Source text START
I still wear a shirt almost every time I swim... partly because it feels right and partly because I just don't like sunscreen. I don't run around topless, though it's kind of cool that I legally can. It's a fun feeling. Everyone should be able to do that legally and without being sexualized. But what mattered most to me was not in activity or appearance but in sensation. At first, I experienced phantom sensations, but as my nerves rewired, that and the "prosthesis duct taped on" feeling began to quickly fade. I loved touching my chest and having my chest touched. I still do.
I am a little bit happier, a little more at ease. I don't have that uncomfortable sensation lingering on my mind pretty much ever anymore. Sometimes, I'm mistaken for a man. I often say hello to women in the restroom to ensure they know I'm female. Beyond that, I've experienced no negatives. I liked my body before and I like it now, though I rarely even take it into consideration at all. In general, unrelated to the surgery, I'm incredibly happy with everything in my life. It's very rare for me to feel down or insecure.
Source text END
Supplied records START
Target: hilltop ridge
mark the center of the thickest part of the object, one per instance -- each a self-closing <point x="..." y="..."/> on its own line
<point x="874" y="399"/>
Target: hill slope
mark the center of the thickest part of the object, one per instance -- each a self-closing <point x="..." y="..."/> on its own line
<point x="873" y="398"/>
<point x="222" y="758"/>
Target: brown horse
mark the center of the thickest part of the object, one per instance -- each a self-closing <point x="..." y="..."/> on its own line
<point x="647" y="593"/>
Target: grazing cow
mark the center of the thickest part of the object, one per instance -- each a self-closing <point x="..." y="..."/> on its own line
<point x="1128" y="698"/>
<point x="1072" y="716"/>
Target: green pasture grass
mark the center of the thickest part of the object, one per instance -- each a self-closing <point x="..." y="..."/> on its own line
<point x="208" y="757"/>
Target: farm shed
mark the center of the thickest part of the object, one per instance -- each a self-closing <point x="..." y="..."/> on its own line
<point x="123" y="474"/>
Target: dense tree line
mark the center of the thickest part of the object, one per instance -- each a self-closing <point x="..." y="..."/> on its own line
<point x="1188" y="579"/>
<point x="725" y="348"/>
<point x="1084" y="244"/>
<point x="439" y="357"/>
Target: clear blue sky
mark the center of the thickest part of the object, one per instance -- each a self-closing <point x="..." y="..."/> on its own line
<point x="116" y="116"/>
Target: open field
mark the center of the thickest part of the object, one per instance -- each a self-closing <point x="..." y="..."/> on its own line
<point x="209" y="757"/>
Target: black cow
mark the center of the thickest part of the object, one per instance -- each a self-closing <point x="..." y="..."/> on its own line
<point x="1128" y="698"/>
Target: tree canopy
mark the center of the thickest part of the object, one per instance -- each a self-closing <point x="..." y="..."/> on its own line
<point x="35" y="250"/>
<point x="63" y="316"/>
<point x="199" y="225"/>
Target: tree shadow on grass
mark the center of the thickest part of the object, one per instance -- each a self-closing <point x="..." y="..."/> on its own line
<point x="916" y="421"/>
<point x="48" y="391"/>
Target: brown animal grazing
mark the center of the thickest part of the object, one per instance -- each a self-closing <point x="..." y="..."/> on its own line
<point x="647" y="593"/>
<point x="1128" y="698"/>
Supplied records END
▶ Assigned task: Could you quote the account word for word, from "I am a little" up to and including "down or insecure."? Draw only on the account itself, not on the records.

▶ Solution to this task:
I am a little bit happier, a little more at ease. I don't have that uncomfortable sensation lingering on my mind pretty much ever anymore. Sometimes, I'm mistaken for a man. I often say hello to women in the restroom to ensure they know I'm female. Beyond that, I've experienced no negatives. I liked my body before and I like it now, though I rarely even take it into consideration at all. In general, unrelated to the surgery, I'm incredibly happy with everything in my life. It's very rare for me to feel down or insecure.